## start Reading text

Wednesday, October 23, 2024

Unidentified debts increase public debts higher than projected

According to Fiscal Monitor October 2024, global public debt is expected to exceed $100 trillion, which is about 93% of global GDP, and could reach 100% of GDP by 2030. It translates into an additional 10 percentage points of since 2019. Under the “debt-at-risk” framework (the level of future debt in an extreme adverse scenario) is estimated to be nearly 20 percentage points of GDP higher three years ahead in the baseline projections. The framework shows how changes in economic, financial, and political conditions can shift the distribution of future debt-to-GDP ratios

The fiscal outlook of many countries might be worse than expected for three reasons: large spending pressures, optimism bias of debt projections, and sizable unidentified debt. Countries will need to increasingly spend more to cope with aging and healthcare; with the green transition and climate adaptation; and with defense and energy security, due to growing geopolitical tensions.

Debt will increase because of weaker growth, tighter financing conditions, fiscal slippages, and greater economic and policy uncertainty. The spillovers due to policy uncertainty in systematically important countries (such as the US) further complicate the situation. Unidentified debt when realized tends to increase public debt. Based on analysis of over 30 countries, the report states 40 percent of unidentified debt stems from contingent liabilities and fiscal risks governments face, of which most are related to losses in state-owned enterprises.

## end Reading text
## start Record list

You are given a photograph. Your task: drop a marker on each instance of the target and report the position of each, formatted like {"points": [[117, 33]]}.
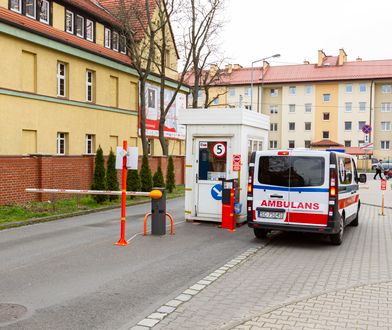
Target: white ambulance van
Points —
{"points": [[303, 190]]}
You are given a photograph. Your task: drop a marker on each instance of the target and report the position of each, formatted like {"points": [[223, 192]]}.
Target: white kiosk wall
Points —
{"points": [[213, 137]]}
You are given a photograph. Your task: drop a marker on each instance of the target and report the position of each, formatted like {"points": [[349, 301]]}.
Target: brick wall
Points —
{"points": [[68, 172]]}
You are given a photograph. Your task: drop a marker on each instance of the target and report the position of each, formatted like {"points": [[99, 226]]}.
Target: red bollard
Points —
{"points": [[122, 241]]}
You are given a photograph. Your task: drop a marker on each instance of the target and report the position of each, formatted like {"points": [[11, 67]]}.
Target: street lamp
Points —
{"points": [[251, 76]]}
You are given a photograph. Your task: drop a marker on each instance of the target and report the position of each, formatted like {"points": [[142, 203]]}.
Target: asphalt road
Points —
{"points": [[70, 275]]}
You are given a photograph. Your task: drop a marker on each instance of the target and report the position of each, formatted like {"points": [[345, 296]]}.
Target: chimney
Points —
{"points": [[321, 57], [342, 57], [213, 69]]}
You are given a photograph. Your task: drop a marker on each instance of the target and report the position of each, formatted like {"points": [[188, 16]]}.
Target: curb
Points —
{"points": [[154, 318], [68, 215]]}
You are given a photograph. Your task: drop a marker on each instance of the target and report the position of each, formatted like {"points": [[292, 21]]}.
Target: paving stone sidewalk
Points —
{"points": [[296, 272]]}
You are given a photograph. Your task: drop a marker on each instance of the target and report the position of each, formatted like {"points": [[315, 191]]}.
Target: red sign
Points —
{"points": [[236, 162], [383, 184], [219, 149]]}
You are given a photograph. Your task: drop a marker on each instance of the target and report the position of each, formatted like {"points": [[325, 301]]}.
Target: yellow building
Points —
{"points": [[66, 82]]}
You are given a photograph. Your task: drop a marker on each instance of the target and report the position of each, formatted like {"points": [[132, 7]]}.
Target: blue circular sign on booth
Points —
{"points": [[216, 192]]}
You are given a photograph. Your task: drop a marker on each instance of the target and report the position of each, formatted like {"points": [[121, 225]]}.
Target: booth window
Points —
{"points": [[211, 167]]}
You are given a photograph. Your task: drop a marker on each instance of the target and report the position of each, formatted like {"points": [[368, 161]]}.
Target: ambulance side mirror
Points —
{"points": [[362, 178]]}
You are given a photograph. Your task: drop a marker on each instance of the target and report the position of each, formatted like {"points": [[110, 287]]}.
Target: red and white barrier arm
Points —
{"points": [[155, 194]]}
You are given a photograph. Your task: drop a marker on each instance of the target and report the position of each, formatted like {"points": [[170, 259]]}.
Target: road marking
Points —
{"points": [[149, 231]]}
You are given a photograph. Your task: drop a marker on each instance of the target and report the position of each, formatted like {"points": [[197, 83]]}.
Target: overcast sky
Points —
{"points": [[298, 28]]}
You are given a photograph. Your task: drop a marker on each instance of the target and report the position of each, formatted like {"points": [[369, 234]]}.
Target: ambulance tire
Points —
{"points": [[337, 239], [260, 232], [355, 222]]}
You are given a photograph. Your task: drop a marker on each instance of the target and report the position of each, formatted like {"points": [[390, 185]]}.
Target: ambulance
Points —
{"points": [[303, 190]]}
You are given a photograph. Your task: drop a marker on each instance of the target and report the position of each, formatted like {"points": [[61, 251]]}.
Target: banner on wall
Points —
{"points": [[172, 128]]}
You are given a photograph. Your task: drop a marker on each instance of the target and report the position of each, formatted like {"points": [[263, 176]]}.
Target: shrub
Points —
{"points": [[145, 175], [99, 176], [111, 175], [170, 178], [157, 179]]}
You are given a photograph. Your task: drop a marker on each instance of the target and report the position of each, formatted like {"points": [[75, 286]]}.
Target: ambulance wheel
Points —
{"points": [[355, 222], [260, 232], [337, 239]]}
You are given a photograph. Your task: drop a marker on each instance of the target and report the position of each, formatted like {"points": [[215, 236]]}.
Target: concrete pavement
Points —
{"points": [[302, 282]]}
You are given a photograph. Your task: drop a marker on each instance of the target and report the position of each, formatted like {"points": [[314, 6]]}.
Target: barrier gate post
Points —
{"points": [[158, 214]]}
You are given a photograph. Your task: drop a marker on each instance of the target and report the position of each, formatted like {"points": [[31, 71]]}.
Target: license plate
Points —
{"points": [[271, 215]]}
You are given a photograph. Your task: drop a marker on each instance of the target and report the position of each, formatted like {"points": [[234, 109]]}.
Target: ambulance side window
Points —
{"points": [[345, 171]]}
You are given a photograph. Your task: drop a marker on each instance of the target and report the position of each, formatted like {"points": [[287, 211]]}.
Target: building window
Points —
{"points": [[273, 144], [61, 79], [108, 38], [349, 88], [386, 89], [44, 12], [123, 48], [69, 21], [273, 109], [16, 5], [89, 86], [61, 143], [384, 145], [385, 126], [360, 125], [386, 107], [90, 144], [115, 41], [80, 26], [31, 8], [89, 30]]}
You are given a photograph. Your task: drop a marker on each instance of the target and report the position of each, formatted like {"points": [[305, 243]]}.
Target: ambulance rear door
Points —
{"points": [[309, 188]]}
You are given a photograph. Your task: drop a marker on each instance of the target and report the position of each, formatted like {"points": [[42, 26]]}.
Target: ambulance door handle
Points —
{"points": [[276, 196]]}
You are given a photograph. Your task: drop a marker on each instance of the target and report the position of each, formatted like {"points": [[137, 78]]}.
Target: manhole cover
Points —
{"points": [[11, 312]]}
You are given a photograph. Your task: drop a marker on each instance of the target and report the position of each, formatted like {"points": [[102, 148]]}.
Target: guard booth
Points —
{"points": [[218, 145]]}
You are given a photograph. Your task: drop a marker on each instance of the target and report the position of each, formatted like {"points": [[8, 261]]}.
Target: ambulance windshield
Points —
{"points": [[287, 171]]}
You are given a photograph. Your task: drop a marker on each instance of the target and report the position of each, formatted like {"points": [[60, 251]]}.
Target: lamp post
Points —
{"points": [[251, 76]]}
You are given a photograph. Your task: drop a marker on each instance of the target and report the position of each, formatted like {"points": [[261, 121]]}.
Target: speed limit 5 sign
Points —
{"points": [[219, 149]]}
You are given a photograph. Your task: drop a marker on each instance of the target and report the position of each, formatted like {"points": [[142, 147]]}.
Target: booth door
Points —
{"points": [[211, 163]]}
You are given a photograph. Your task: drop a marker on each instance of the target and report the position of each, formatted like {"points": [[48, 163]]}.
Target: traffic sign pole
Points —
{"points": [[122, 241]]}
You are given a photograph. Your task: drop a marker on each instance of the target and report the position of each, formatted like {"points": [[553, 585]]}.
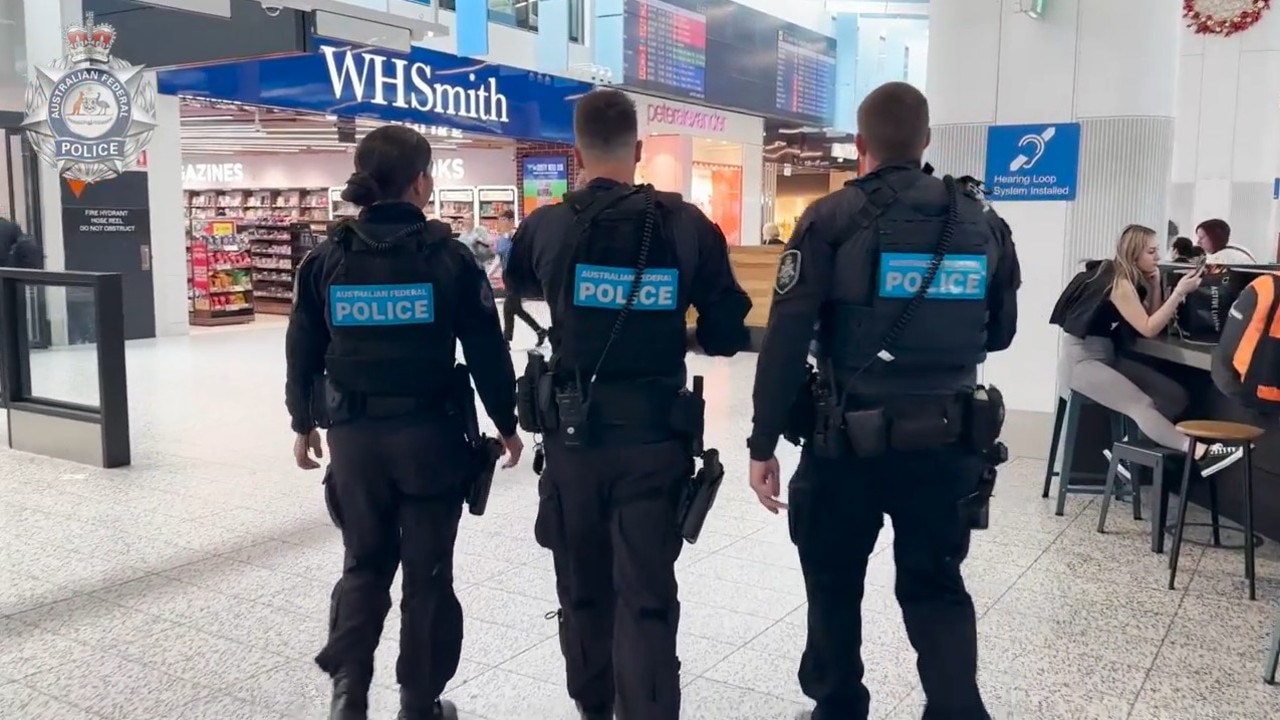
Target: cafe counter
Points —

## end Record list

Work instructions |
A. In the article on global public debt, what percentage of unidentified debt stems from contingent liabilities and fiscal risks that governments face?
B. Extend the article on global public debt, picking up after its final sentence.

Results for the exercise |
A. 40 percent

B.
Unidentified debts build up emerge from extra-budgetary spending, institutional changes, arrears, and materialization of contingent liabilities and fiscal risks. Unidentified debt is the change in debt not explained by interest-growth differentials, budgetary deficits, or exchange rate movements.  Historically, these tend to 1 to 1.5% of GDP on average but increase sharply during periods of financial stress.

The report recommends fiscal adjustments to contain debt risks, warning that current fiscal adjustments—on average, of 1 percent of GDP over six years by 2029—even if implemented in full, are not enough to significantly reduce or stabilize debt with a high probability. Tightening to the tune to 3.8% of GDP may be required to ensure debt stabilization. 

It recommends countries to tackle debt risks with carefully designed fiscal policies that protect growth and vulnerable households. For advanced economies, advance entitlement reforms, reprioritize expenditures, and increase revenues where taxation is low is recommended. Emerging market and developing economies have greater potential to mobilize tax revenues—by broadening tax bases and enhancing revenue administration capacity—while strengthening social safety nets and safeguarding public investment to support long-term growth.  Some countries with high risk of debt distress will need front-loaded adjustments.

Some of the recommendations include:

  • Identifying the size of fiscal adjustment and designing its composition (expenditure rationalization but also protecting vulnerable households)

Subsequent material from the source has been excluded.